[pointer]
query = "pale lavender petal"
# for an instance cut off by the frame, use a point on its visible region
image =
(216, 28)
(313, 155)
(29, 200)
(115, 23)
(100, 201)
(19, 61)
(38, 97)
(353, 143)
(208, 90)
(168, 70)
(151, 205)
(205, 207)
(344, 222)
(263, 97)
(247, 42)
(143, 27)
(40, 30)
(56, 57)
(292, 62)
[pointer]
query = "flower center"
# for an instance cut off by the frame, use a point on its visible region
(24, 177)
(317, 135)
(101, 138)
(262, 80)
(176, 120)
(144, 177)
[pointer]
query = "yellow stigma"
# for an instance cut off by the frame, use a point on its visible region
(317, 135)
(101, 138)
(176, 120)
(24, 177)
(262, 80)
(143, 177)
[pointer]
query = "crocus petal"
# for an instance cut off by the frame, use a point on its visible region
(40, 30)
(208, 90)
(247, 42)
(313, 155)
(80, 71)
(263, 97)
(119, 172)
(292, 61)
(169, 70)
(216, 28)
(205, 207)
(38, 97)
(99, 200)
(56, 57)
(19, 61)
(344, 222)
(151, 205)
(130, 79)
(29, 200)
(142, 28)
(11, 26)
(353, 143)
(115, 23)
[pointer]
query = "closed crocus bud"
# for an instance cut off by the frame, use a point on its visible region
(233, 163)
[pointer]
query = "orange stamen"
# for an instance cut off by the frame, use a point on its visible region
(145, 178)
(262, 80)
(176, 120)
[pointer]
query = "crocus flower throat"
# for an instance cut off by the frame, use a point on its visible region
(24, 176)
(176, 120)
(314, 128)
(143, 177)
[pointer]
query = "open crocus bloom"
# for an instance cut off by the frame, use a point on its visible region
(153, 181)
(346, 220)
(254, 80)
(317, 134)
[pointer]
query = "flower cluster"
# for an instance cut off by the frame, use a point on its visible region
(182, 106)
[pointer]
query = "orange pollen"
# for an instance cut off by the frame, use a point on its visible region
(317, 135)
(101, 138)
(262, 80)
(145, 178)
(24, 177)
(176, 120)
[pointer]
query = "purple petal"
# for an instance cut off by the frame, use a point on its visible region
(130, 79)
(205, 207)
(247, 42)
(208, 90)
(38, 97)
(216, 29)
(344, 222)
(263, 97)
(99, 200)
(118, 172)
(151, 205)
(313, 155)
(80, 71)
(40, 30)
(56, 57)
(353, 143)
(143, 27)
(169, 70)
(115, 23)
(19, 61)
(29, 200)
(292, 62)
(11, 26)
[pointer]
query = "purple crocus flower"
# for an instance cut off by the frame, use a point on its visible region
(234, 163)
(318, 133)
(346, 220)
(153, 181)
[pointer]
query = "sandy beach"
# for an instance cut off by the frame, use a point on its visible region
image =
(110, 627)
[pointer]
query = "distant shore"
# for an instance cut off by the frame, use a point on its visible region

• What the task asks: Retype all of the records so that every line matches the original exactly.

• Answer box:
[pointer]
query = "pale lavender petal"
# for an instance cut off by the frame, use a point on its visible region
image =
(216, 28)
(313, 155)
(29, 200)
(115, 23)
(100, 201)
(19, 61)
(38, 97)
(353, 143)
(208, 90)
(168, 70)
(151, 205)
(205, 207)
(344, 222)
(263, 97)
(247, 42)
(143, 27)
(40, 30)
(56, 57)
(292, 62)
[pointer]
query = "flower center"
# for an instance cut off by the frame, use a point on its visible region
(24, 177)
(317, 135)
(101, 138)
(262, 80)
(176, 120)
(144, 177)
[pointer]
query = "yellow stigma"
# for an instance cut off by the frame, use a point on its visible region
(317, 135)
(101, 138)
(176, 120)
(24, 177)
(262, 80)
(143, 177)
[pointer]
query = "crocus petal"
# for an instance cut off by the frame, use a point on its visible region
(40, 30)
(208, 90)
(247, 42)
(313, 155)
(80, 71)
(263, 97)
(119, 172)
(292, 61)
(169, 70)
(216, 28)
(205, 207)
(38, 97)
(99, 200)
(56, 57)
(19, 61)
(344, 222)
(151, 205)
(130, 79)
(29, 200)
(142, 28)
(11, 26)
(353, 143)
(115, 23)
[pointer]
query = "closed crocus bud"
# for an instance cut off by the frame, use a point on its visible region
(233, 163)
[pointer]
query = "orange stamen"
# for an instance cut off by the frame, use a point on its visible region
(145, 178)
(262, 80)
(176, 120)
[pointer]
query = "crocus flower throat"
# for an instance cut off by the frame, use a point on its visible region
(24, 176)
(176, 120)
(314, 128)
(143, 177)
[pointer]
query = "open crocus bloom"
# for an instance cut off by the frame, use a point on its visible region
(153, 181)
(346, 220)
(254, 80)
(317, 134)
[pointer]
query = "flower cluster"
# for an instance cut off by the frame, use a point on its visible region
(182, 106)
[pointer]
query = "orange pollen"
# for an instance cut off by the frame, use a point on its visible region
(317, 135)
(101, 138)
(262, 80)
(145, 178)
(24, 177)
(176, 120)
[pointer]
query = "purple petal"
# for an instance cut off by the frame, use a point on its visible region
(130, 79)
(205, 207)
(247, 42)
(208, 90)
(38, 97)
(216, 29)
(344, 222)
(263, 97)
(99, 200)
(118, 172)
(151, 205)
(313, 155)
(80, 71)
(40, 30)
(56, 57)
(353, 143)
(143, 27)
(169, 70)
(115, 23)
(19, 61)
(29, 200)
(292, 62)
(11, 26)
[pointer]
query = "purple crocus flower"
# for an instance cut off by the frame, use a point on its visible region
(234, 163)
(318, 133)
(346, 220)
(153, 181)
[pointer]
query = "sandy beach"
# for an instance cut off by the frame, use a point on its visible region
image =
(110, 627)
[pointer]
query = "distant shore"
# for an instance cut off by the frame, use a point on its visible region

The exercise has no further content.